Transcribe the entries exactly; images are not part of the copy.
- - - - -
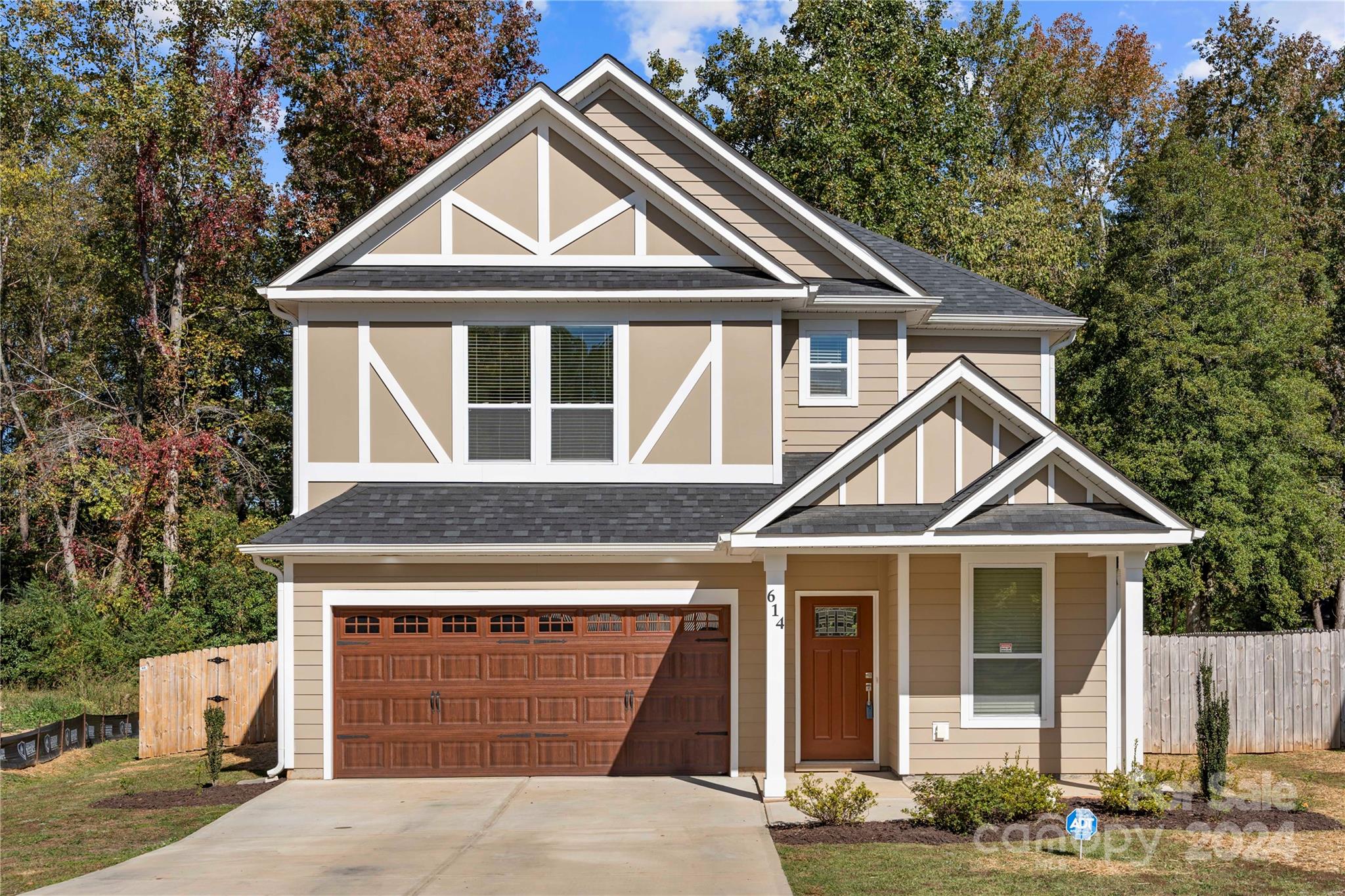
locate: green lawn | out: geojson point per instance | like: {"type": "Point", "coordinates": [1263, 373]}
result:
{"type": "Point", "coordinates": [51, 833]}
{"type": "Point", "coordinates": [1145, 861]}
{"type": "Point", "coordinates": [26, 708]}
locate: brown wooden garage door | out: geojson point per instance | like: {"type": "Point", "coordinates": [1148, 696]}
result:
{"type": "Point", "coordinates": [530, 692]}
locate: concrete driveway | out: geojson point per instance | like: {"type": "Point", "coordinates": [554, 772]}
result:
{"type": "Point", "coordinates": [470, 836]}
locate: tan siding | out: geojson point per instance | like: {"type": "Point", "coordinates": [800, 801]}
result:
{"type": "Point", "coordinates": [748, 436]}
{"type": "Point", "coordinates": [332, 393]}
{"type": "Point", "coordinates": [825, 429]}
{"type": "Point", "coordinates": [1076, 746]}
{"type": "Point", "coordinates": [661, 358]}
{"type": "Point", "coordinates": [715, 188]}
{"type": "Point", "coordinates": [420, 356]}
{"type": "Point", "coordinates": [1013, 360]}
{"type": "Point", "coordinates": [939, 454]}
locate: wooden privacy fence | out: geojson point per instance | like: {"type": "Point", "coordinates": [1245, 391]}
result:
{"type": "Point", "coordinates": [1286, 689]}
{"type": "Point", "coordinates": [177, 688]}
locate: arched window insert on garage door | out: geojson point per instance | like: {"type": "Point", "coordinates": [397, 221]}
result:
{"type": "Point", "coordinates": [459, 624]}
{"type": "Point", "coordinates": [606, 622]}
{"type": "Point", "coordinates": [509, 624]}
{"type": "Point", "coordinates": [653, 622]}
{"type": "Point", "coordinates": [361, 625]}
{"type": "Point", "coordinates": [701, 621]}
{"type": "Point", "coordinates": [554, 622]}
{"type": "Point", "coordinates": [410, 625]}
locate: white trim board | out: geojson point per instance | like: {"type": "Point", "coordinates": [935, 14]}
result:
{"type": "Point", "coordinates": [798, 671]}
{"type": "Point", "coordinates": [531, 598]}
{"type": "Point", "coordinates": [557, 113]}
{"type": "Point", "coordinates": [609, 73]}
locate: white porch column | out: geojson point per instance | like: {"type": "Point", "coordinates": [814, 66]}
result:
{"type": "Point", "coordinates": [1133, 657]}
{"type": "Point", "coordinates": [775, 605]}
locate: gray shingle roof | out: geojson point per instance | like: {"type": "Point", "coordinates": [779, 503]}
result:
{"type": "Point", "coordinates": [963, 292]}
{"type": "Point", "coordinates": [506, 277]}
{"type": "Point", "coordinates": [531, 513]}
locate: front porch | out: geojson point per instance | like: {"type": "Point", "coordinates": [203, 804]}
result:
{"type": "Point", "coordinates": [892, 689]}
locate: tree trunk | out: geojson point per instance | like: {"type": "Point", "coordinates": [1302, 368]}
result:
{"type": "Point", "coordinates": [171, 524]}
{"type": "Point", "coordinates": [1340, 602]}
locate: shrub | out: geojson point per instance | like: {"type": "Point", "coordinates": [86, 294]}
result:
{"type": "Point", "coordinates": [1137, 790]}
{"type": "Point", "coordinates": [985, 797]}
{"type": "Point", "coordinates": [1211, 731]}
{"type": "Point", "coordinates": [214, 742]}
{"type": "Point", "coordinates": [845, 802]}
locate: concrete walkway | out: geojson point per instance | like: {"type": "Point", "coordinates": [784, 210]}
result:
{"type": "Point", "coordinates": [645, 836]}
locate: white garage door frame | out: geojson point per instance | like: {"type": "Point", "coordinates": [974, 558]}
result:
{"type": "Point", "coordinates": [337, 599]}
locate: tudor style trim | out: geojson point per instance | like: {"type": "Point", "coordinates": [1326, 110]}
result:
{"type": "Point", "coordinates": [537, 98]}
{"type": "Point", "coordinates": [608, 70]}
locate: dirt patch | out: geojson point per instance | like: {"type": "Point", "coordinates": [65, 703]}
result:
{"type": "Point", "coordinates": [217, 796]}
{"type": "Point", "coordinates": [1049, 826]}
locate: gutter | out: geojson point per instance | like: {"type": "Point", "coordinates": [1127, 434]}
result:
{"type": "Point", "coordinates": [282, 636]}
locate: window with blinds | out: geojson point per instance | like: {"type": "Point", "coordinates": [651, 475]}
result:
{"type": "Point", "coordinates": [1006, 641]}
{"type": "Point", "coordinates": [499, 394]}
{"type": "Point", "coordinates": [827, 362]}
{"type": "Point", "coordinates": [581, 393]}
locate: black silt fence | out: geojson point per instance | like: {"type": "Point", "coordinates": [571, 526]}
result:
{"type": "Point", "coordinates": [50, 740]}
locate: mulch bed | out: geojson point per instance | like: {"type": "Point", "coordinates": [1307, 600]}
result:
{"type": "Point", "coordinates": [217, 796]}
{"type": "Point", "coordinates": [1049, 826]}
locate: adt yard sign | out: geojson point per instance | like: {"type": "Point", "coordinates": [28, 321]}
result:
{"type": "Point", "coordinates": [1082, 825]}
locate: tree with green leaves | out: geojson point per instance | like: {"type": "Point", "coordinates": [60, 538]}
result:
{"type": "Point", "coordinates": [1199, 378]}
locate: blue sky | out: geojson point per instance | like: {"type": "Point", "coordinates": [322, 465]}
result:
{"type": "Point", "coordinates": [575, 33]}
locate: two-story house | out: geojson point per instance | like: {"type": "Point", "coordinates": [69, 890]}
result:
{"type": "Point", "coordinates": [615, 457]}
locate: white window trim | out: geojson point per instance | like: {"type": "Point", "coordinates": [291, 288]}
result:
{"type": "Point", "coordinates": [533, 386]}
{"type": "Point", "coordinates": [852, 330]}
{"type": "Point", "coordinates": [611, 406]}
{"type": "Point", "coordinates": [1047, 563]}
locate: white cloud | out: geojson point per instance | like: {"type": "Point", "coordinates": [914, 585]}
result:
{"type": "Point", "coordinates": [1196, 70]}
{"type": "Point", "coordinates": [684, 28]}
- - - - -
Task result:
locate: green lawn | out: geojson point per instance | like: {"type": "Point", "coordinates": [1263, 373]}
result:
{"type": "Point", "coordinates": [51, 833]}
{"type": "Point", "coordinates": [1145, 861]}
{"type": "Point", "coordinates": [26, 708]}
locate: brown wooden garage door | out: geojson point per instance | like: {"type": "Point", "coordinates": [1148, 696]}
result:
{"type": "Point", "coordinates": [530, 692]}
locate: concrete driveway | out: geojson point per instance | like: {"type": "Point", "coordinates": [554, 772]}
result:
{"type": "Point", "coordinates": [470, 836]}
locate: tan siding | out: geojson point per instance | like: {"type": "Point", "coordinates": [800, 801]}
result:
{"type": "Point", "coordinates": [748, 436]}
{"type": "Point", "coordinates": [332, 393]}
{"type": "Point", "coordinates": [825, 429]}
{"type": "Point", "coordinates": [1076, 746]}
{"type": "Point", "coordinates": [661, 358]}
{"type": "Point", "coordinates": [715, 188]}
{"type": "Point", "coordinates": [420, 356]}
{"type": "Point", "coordinates": [1013, 360]}
{"type": "Point", "coordinates": [939, 454]}
locate: wooden privacy fence | out: geojson point per instance | like: {"type": "Point", "coordinates": [1245, 391]}
result:
{"type": "Point", "coordinates": [1286, 689]}
{"type": "Point", "coordinates": [177, 688]}
locate: arched window insert on garage door | out: geojson point per instance | like: {"type": "Point", "coordinates": [397, 221]}
result:
{"type": "Point", "coordinates": [459, 624]}
{"type": "Point", "coordinates": [606, 622]}
{"type": "Point", "coordinates": [509, 624]}
{"type": "Point", "coordinates": [653, 622]}
{"type": "Point", "coordinates": [361, 625]}
{"type": "Point", "coordinates": [701, 621]}
{"type": "Point", "coordinates": [554, 622]}
{"type": "Point", "coordinates": [410, 625]}
locate: white trim board | out: geojson point per instance | like: {"type": "Point", "coordinates": [935, 14]}
result:
{"type": "Point", "coordinates": [798, 671]}
{"type": "Point", "coordinates": [531, 598]}
{"type": "Point", "coordinates": [557, 113]}
{"type": "Point", "coordinates": [609, 73]}
locate: white porch column | out: geojson point per instance | like: {"type": "Point", "coordinates": [814, 66]}
result:
{"type": "Point", "coordinates": [1133, 657]}
{"type": "Point", "coordinates": [775, 605]}
locate: gray shingle roof | out: geojson point per instance | like: {"type": "Point", "coordinates": [779, 503]}
result:
{"type": "Point", "coordinates": [963, 292]}
{"type": "Point", "coordinates": [506, 277]}
{"type": "Point", "coordinates": [531, 513]}
locate: front porch | out: geojson point per instance | like: {"type": "Point", "coordinates": [203, 804]}
result:
{"type": "Point", "coordinates": [892, 689]}
locate: tree trunk | out: geojson point per instance | like: {"type": "Point", "coordinates": [1302, 368]}
result:
{"type": "Point", "coordinates": [171, 524]}
{"type": "Point", "coordinates": [1340, 602]}
locate: shrub | out: geojson point per instance | like: {"type": "Point", "coordinates": [86, 294]}
result:
{"type": "Point", "coordinates": [1137, 790]}
{"type": "Point", "coordinates": [985, 797]}
{"type": "Point", "coordinates": [1211, 731]}
{"type": "Point", "coordinates": [214, 742]}
{"type": "Point", "coordinates": [845, 802]}
locate: concrete walkway | out: geojson point per instance | like: {"type": "Point", "coordinates": [784, 210]}
result:
{"type": "Point", "coordinates": [645, 836]}
locate: white garage door frame | out: geojson point per instance | like: {"type": "Point", "coordinates": [974, 558]}
result:
{"type": "Point", "coordinates": [337, 599]}
locate: tudor style trim | out: geojson point per instance | like: {"type": "Point", "coordinates": [1326, 110]}
result:
{"type": "Point", "coordinates": [537, 98]}
{"type": "Point", "coordinates": [608, 70]}
locate: dirt patch | out: geojson point per instance | like: {"type": "Point", "coordinates": [65, 703]}
result:
{"type": "Point", "coordinates": [217, 796]}
{"type": "Point", "coordinates": [1049, 826]}
locate: gutter | out: geojson point per instance | like: {"type": "Point", "coordinates": [1127, 434]}
result:
{"type": "Point", "coordinates": [282, 636]}
locate: window with blinds | out: geojson point per instance | like: {"type": "Point", "coordinates": [651, 475]}
result:
{"type": "Point", "coordinates": [1006, 641]}
{"type": "Point", "coordinates": [499, 394]}
{"type": "Point", "coordinates": [827, 362]}
{"type": "Point", "coordinates": [581, 393]}
locate: black silt fence | out: geojson point per instance | like: {"type": "Point", "coordinates": [571, 526]}
result:
{"type": "Point", "coordinates": [50, 740]}
locate: mulch bed | out: geojson point per instance | like: {"type": "Point", "coordinates": [1307, 600]}
result:
{"type": "Point", "coordinates": [217, 796]}
{"type": "Point", "coordinates": [1049, 826]}
locate: adt yard sign | out: geojson point per instance | like: {"type": "Point", "coordinates": [28, 321]}
result:
{"type": "Point", "coordinates": [1082, 825]}
locate: tree with green leaves | out: geojson point per instance | like: {"type": "Point", "coordinates": [60, 538]}
result:
{"type": "Point", "coordinates": [1199, 378]}
locate: blue sky | out: geojson point per instance | like: {"type": "Point", "coordinates": [322, 465]}
result:
{"type": "Point", "coordinates": [575, 33]}
locate: two-story house | out: geojson point per instance | like: {"type": "Point", "coordinates": [69, 890]}
result:
{"type": "Point", "coordinates": [615, 457]}
locate: white window trim | out: geojson point per instance | like: {"type": "Point", "coordinates": [291, 288]}
result:
{"type": "Point", "coordinates": [533, 386]}
{"type": "Point", "coordinates": [852, 330]}
{"type": "Point", "coordinates": [611, 406]}
{"type": "Point", "coordinates": [1047, 563]}
locate: white cloud | out: geojson point per instance | like: {"type": "Point", "coordinates": [914, 585]}
result:
{"type": "Point", "coordinates": [1196, 70]}
{"type": "Point", "coordinates": [684, 28]}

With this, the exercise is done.